[QUOTED PASSAGE]
┌──
If you do choose to move from Blackboard to Sakai, there are companies that will help you through the conversion. There are local Sakai hosting companies that we can put you in touch with. There are also Sakai commercial companies that will maintain your Sakai installation on your campus using your hardware so you have 100% control of your data but leave someone else to deal with patches and upgrades. True “100% open source” leads to a diverse, international, rich and innovative commercial provider community.

I am happy to talk more and I expect to be in in your area next month and might be able to swing by your campus to give a presentation on Tsugi, Sakai, and Apereo. Even if you choose Canvas or Moodle – you should join Apereo so you can work with us on Tsugi.

5 Comments

  1. Jerry Lewis says:

    I’m interested in why you say never host your data in the cloud in the US. What are the privacy consequences?
└──
[TASK SET]
A) Reproduce the Sakai passage word for word, from "If you do choose" up to and including "us on Tsugi.".
B) How many lines of the listing contain the string "trousers"? Reply with the number alone.
The Sakai passage and the listing come from unrelated sources.

[SUPPLIED ENTRIES]
┌──
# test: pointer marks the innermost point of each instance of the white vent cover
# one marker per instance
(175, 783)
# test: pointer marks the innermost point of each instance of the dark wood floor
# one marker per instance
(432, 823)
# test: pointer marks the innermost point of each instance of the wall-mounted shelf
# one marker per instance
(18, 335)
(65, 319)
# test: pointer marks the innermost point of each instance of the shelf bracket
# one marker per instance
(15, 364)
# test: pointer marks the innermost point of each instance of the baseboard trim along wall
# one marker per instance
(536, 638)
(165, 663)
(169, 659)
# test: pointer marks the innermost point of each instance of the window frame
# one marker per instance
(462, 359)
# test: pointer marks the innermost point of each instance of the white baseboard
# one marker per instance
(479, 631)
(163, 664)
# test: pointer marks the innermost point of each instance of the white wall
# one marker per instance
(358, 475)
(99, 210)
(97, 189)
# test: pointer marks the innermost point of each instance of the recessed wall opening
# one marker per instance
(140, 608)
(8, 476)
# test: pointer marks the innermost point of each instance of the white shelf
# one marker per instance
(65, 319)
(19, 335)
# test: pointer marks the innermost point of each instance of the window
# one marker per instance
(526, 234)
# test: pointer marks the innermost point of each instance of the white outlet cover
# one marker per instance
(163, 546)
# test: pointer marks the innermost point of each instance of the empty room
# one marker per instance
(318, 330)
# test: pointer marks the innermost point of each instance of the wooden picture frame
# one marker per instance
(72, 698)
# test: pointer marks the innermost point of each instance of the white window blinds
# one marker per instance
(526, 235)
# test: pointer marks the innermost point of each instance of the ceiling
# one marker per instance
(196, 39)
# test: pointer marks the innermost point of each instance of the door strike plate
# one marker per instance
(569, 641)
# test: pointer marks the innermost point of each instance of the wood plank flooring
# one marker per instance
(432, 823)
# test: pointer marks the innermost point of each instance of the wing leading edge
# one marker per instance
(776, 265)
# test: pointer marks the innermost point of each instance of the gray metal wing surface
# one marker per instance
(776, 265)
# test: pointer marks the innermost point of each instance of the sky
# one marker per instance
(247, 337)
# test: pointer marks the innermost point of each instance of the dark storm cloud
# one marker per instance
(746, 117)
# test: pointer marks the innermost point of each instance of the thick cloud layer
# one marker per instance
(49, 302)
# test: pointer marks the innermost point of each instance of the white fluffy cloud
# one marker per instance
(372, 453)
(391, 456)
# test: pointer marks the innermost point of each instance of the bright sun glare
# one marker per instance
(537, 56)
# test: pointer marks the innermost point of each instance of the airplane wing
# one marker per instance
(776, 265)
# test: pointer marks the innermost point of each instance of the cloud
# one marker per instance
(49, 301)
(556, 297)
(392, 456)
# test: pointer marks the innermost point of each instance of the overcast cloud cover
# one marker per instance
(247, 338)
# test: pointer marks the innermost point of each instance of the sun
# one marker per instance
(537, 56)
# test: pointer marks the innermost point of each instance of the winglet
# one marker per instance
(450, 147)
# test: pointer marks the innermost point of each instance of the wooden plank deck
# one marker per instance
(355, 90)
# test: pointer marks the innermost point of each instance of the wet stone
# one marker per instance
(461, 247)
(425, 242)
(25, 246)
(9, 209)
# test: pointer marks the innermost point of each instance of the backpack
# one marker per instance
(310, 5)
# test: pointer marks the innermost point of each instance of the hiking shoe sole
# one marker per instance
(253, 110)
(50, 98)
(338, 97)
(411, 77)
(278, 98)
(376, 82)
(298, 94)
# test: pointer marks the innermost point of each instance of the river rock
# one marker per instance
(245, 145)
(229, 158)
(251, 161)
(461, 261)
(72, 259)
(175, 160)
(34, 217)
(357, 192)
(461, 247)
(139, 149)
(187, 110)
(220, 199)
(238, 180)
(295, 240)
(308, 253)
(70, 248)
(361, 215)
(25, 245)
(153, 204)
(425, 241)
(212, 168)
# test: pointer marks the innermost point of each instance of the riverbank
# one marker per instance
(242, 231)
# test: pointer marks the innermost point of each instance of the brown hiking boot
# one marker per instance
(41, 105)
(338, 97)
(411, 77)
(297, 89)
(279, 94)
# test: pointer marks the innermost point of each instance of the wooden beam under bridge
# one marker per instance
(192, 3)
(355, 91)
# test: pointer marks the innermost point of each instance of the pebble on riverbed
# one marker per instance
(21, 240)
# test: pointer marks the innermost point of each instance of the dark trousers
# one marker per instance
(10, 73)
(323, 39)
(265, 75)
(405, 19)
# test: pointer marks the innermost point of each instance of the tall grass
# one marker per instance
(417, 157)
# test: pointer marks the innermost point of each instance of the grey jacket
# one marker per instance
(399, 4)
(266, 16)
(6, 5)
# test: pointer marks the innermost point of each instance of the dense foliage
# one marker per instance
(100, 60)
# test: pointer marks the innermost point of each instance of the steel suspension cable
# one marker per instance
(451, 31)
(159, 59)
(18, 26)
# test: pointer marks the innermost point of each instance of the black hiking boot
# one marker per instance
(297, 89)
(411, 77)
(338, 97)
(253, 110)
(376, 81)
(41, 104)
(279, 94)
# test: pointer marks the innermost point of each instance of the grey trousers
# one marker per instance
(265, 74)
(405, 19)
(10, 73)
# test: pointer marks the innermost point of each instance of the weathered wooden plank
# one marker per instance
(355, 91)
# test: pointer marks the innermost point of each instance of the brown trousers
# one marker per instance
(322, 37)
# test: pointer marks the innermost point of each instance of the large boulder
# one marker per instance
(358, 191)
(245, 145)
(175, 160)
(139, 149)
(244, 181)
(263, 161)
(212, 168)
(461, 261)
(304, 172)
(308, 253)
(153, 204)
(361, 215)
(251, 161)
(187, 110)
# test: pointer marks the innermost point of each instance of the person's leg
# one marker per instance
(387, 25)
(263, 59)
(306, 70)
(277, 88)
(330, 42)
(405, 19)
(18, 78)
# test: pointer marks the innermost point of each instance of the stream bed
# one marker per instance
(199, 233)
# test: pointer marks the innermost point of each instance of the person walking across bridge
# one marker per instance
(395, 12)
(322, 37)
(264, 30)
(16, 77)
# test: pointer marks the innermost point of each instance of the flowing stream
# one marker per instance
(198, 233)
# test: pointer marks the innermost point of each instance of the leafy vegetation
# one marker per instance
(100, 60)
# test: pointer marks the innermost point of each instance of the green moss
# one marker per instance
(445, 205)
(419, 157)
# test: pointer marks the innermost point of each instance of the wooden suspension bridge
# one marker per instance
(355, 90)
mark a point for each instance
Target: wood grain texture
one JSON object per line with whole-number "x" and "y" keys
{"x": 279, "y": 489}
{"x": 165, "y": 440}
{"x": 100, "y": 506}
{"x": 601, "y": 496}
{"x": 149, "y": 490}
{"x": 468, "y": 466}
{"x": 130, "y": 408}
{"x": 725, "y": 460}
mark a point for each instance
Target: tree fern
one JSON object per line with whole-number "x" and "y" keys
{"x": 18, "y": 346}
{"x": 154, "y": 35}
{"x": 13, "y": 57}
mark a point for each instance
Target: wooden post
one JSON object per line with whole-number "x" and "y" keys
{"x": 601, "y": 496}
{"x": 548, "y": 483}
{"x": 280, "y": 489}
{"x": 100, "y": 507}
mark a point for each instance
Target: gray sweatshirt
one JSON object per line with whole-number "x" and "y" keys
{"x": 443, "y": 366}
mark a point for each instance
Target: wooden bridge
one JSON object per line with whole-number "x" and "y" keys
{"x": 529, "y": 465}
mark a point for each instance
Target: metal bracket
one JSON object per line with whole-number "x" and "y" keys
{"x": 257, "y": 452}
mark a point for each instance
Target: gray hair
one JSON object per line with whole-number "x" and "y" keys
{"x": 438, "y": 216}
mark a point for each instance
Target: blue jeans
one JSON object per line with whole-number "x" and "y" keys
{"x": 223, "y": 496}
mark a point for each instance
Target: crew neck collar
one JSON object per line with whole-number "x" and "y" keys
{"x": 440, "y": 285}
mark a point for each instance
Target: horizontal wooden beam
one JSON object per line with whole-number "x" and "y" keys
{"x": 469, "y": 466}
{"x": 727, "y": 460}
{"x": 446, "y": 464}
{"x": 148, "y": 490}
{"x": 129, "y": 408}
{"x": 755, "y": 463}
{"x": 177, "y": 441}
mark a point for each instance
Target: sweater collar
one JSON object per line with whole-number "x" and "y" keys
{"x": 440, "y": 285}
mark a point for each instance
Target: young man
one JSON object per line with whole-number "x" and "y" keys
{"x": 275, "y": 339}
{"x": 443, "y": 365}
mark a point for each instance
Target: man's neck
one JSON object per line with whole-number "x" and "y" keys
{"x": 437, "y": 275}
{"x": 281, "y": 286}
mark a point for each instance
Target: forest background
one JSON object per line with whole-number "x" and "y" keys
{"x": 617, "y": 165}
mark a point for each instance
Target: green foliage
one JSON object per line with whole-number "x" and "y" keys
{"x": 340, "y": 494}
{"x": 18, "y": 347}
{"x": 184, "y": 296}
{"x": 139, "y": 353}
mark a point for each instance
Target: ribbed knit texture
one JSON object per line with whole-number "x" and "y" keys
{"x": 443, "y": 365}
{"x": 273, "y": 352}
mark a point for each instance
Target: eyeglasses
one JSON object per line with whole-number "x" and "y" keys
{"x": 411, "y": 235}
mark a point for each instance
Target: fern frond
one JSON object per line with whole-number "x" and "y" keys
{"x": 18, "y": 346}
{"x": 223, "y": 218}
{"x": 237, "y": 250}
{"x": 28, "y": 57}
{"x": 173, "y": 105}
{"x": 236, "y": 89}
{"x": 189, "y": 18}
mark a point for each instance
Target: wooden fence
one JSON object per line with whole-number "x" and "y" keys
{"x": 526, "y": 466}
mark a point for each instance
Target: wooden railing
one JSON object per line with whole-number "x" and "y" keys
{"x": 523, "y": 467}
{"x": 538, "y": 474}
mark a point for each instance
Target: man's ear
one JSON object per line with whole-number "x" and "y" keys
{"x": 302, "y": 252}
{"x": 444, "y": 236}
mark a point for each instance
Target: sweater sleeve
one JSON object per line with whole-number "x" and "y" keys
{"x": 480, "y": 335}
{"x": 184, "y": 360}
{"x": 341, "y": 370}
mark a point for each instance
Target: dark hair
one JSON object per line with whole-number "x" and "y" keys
└──
[RESPONSES PER TASK]
A)
If you do choose to move from Blackboard to Sakai, there are companies that will help you through the conversion. There are local Sakai hosting companies that we can put you in touch with. There are also Sakai commercial companies that will maintain your Sakai installation on your campus using your hardware so you have 100% control of your data but leave someone else to deal with patches and upgrades. True “100% open source” leads to a diverse, international, rich and innovative commercial provider community.

I am happy to talk more and I expect to be in in your area next month and might be able to swing by your campus to give a presentation on Tsugi, Sakai, and Apereo. Even if you choose Canvas or Moodle – you should join Apereo so you can work with us on Tsugi.

B) 3